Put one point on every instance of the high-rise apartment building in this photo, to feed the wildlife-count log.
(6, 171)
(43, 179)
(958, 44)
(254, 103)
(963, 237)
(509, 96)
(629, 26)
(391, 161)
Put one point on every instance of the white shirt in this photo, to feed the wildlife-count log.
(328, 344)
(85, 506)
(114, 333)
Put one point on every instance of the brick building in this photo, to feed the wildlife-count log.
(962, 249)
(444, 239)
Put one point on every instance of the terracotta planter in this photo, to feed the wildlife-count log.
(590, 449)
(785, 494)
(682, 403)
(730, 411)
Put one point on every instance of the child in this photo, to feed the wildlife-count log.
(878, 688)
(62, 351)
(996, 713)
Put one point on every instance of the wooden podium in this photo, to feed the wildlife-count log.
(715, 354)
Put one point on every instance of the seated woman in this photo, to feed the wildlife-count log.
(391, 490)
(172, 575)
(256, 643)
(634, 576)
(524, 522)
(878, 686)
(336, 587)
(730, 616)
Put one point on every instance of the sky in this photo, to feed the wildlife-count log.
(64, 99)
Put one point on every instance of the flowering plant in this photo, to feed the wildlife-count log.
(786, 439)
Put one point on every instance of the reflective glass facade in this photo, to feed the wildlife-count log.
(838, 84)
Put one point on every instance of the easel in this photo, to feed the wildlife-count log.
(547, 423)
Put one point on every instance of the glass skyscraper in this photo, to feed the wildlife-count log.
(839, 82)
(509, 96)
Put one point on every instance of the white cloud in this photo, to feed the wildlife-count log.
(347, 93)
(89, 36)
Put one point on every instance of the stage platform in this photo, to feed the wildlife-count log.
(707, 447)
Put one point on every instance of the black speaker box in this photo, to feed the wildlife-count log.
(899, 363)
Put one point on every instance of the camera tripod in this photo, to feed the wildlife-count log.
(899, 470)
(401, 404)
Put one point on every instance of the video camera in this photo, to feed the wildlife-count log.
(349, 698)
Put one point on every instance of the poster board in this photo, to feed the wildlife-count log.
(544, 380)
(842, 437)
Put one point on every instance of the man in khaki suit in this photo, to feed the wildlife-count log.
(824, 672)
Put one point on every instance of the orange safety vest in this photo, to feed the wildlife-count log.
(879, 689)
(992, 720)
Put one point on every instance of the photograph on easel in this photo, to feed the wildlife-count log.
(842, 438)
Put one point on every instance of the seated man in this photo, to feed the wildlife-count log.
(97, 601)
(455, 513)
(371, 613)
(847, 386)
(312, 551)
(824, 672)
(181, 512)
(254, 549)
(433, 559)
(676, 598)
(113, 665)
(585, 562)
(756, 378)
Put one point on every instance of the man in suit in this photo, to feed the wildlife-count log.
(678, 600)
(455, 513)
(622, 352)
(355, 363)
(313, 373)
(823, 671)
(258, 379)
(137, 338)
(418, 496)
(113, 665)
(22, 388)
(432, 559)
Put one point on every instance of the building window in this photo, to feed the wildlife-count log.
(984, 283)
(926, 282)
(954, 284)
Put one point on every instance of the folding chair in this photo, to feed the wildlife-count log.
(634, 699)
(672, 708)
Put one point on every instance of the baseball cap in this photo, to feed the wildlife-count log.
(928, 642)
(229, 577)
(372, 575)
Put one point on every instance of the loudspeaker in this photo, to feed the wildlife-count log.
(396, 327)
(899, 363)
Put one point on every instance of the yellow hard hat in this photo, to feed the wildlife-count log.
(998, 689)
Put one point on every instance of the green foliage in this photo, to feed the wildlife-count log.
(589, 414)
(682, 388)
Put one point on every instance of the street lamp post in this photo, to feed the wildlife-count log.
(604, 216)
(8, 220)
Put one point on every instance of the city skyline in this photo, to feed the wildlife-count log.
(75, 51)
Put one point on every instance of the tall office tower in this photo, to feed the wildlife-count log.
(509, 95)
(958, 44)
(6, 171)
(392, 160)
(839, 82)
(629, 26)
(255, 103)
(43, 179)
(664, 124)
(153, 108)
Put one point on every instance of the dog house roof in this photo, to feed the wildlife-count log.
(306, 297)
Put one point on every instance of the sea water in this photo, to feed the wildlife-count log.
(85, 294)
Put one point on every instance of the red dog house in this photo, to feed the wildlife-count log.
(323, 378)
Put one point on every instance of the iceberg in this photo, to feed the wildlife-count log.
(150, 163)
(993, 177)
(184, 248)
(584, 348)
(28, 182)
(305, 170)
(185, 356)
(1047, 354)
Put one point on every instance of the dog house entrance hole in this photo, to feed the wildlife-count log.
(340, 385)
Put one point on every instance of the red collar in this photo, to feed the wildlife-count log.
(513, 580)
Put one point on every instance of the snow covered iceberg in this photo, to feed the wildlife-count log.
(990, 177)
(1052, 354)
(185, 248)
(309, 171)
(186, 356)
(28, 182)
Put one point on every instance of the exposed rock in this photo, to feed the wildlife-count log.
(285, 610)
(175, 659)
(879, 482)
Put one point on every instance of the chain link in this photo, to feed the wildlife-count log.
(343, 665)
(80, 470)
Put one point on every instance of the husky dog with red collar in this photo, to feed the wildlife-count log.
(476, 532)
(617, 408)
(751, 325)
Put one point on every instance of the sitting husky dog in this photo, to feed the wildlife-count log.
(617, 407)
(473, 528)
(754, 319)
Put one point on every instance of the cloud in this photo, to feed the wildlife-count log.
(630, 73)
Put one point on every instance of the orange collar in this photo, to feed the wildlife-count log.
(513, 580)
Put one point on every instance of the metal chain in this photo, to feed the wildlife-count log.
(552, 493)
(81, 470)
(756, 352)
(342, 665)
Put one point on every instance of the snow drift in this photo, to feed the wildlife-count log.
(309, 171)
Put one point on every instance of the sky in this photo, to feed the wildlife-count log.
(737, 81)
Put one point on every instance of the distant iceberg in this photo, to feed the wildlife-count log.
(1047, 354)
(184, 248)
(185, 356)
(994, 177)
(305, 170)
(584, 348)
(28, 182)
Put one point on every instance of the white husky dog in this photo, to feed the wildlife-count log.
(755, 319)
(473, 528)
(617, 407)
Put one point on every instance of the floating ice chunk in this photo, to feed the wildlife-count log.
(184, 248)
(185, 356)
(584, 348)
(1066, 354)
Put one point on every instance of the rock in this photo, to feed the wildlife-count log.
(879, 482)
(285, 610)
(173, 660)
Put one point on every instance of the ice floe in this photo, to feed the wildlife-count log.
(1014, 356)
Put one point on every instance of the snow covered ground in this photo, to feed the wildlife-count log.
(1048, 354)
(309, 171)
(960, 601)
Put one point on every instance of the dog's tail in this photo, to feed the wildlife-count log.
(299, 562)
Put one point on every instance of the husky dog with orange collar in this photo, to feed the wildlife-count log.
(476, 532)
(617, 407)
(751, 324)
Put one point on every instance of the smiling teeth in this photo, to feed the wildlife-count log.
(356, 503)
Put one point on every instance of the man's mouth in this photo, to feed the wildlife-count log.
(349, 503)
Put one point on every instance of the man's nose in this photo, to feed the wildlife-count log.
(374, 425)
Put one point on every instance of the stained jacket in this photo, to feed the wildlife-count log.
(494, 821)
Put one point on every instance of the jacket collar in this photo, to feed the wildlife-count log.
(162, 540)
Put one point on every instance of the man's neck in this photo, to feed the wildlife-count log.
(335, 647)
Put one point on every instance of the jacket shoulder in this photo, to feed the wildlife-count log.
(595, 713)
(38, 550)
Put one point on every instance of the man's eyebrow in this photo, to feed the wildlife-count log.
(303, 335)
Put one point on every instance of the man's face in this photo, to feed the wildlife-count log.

..............................

(AUFGABENSTELLUNG):
Ändere den Abschnitt von der Zeile mit „Put one point on every instance of the distant“ bis zum Ende der Datensätze, indem du „husky dog“ durch „sled dog“ ersetzt. Gib nur diesen Abschnitt aus, ansonsten unverändert.

(SCHRIFTLICHE ANTWORT):
Put one point on every instance of the distant iceberg in this photo, to feed the wildlife-count log.
(1047, 354)
(184, 248)
(185, 356)
(994, 177)
(305, 170)
(584, 348)
(28, 182)
Put one point on every instance of the white sled dog in this photo, to feed the wildlife-count log.
(755, 319)
(473, 528)
(617, 407)
Put one point on every instance of the floating ice chunk in this photo, to feed the wildlife-count log.
(184, 248)
(185, 356)
(584, 348)
(1066, 354)
Put one point on every instance of the rock in this photo, to feed the wildlife-count log.
(879, 482)
(285, 610)
(173, 660)
Put one point on every instance of the ice floe in this photo, to feed the wildlife-count log.
(1014, 356)
Put one point on every instance of the snow covered ground in this photo, to feed the wildlife-count log.
(1048, 354)
(309, 171)
(960, 601)
Put one point on every instance of the dog's tail in this photo, to feed the wildlife-count log.
(299, 562)
Put one point on every instance of the sled dog with orange collar in this photo, to feed the wildlife-count log.
(476, 532)
(617, 407)
(751, 324)
Put one point on every instance of the smiling teeth in this photo, to feed the wildlife-count log.
(356, 503)
Put one point on every instance of the man's mouth in this photo, to feed the wildlife-count log.
(349, 503)
Put one point on every instance of the man's nose in this photo, to feed the wildlife-count log.
(374, 425)
Put one point on every instance of the stained jacket in this photo, to feed the wildlife-count log.
(494, 821)
Put one point on every instance of the jacket collar in this photo, to feed the wildlife-count log.
(162, 540)
Put one point on every instance of the man's neck in this photo, to feed the wildlife-count log.
(335, 647)
Put one point on every instance of the jacket shoulder in this photo, to feed the wildlife-count log.
(595, 713)
(38, 550)
Put one point on every instance of the man's eyebrow in this photo, to feed the wildlife-count log.
(303, 335)
Put one point on every instance of the man's face in this photo, to feed the wildlife-count log.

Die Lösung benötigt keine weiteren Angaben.